## Data entries
## start

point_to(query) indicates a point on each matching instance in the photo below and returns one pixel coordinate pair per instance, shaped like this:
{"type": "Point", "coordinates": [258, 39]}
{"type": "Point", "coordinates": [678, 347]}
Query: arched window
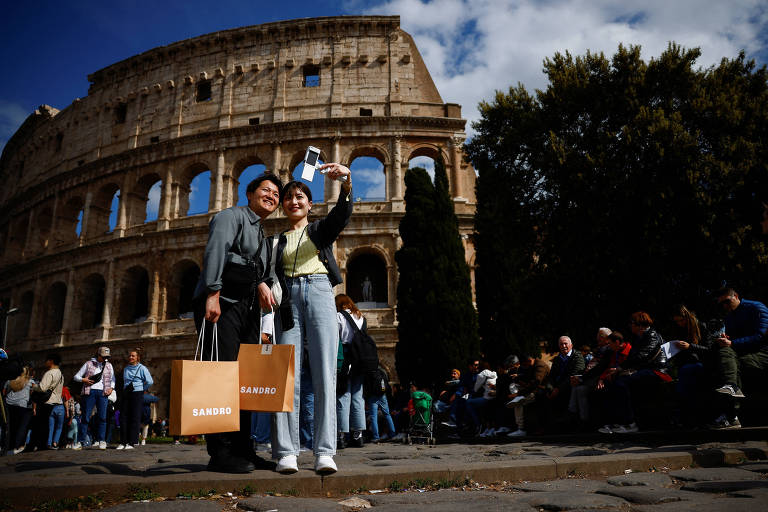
{"type": "Point", "coordinates": [52, 309]}
{"type": "Point", "coordinates": [91, 301]}
{"type": "Point", "coordinates": [70, 216]}
{"type": "Point", "coordinates": [424, 162]}
{"type": "Point", "coordinates": [369, 178]}
{"type": "Point", "coordinates": [134, 296]}
{"type": "Point", "coordinates": [367, 281]}
{"type": "Point", "coordinates": [22, 319]}
{"type": "Point", "coordinates": [139, 205]}
{"type": "Point", "coordinates": [248, 175]}
{"type": "Point", "coordinates": [181, 289]}
{"type": "Point", "coordinates": [102, 216]}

## end

## Directions
Every line is to be duplicated exactly, though pictures stay out.

## Reply to the task
point_to(query) indicates a point on each matching instance in the photo below and returns one pixel coordinate pair per instance, shaped like this:
{"type": "Point", "coordinates": [258, 39]}
{"type": "Point", "coordinates": [678, 347]}
Query: arched window
{"type": "Point", "coordinates": [52, 309]}
{"type": "Point", "coordinates": [91, 301]}
{"type": "Point", "coordinates": [70, 216]}
{"type": "Point", "coordinates": [424, 162]}
{"type": "Point", "coordinates": [369, 178]}
{"type": "Point", "coordinates": [134, 296]}
{"type": "Point", "coordinates": [367, 281]}
{"type": "Point", "coordinates": [22, 319]}
{"type": "Point", "coordinates": [139, 205]}
{"type": "Point", "coordinates": [248, 175]}
{"type": "Point", "coordinates": [181, 289]}
{"type": "Point", "coordinates": [102, 216]}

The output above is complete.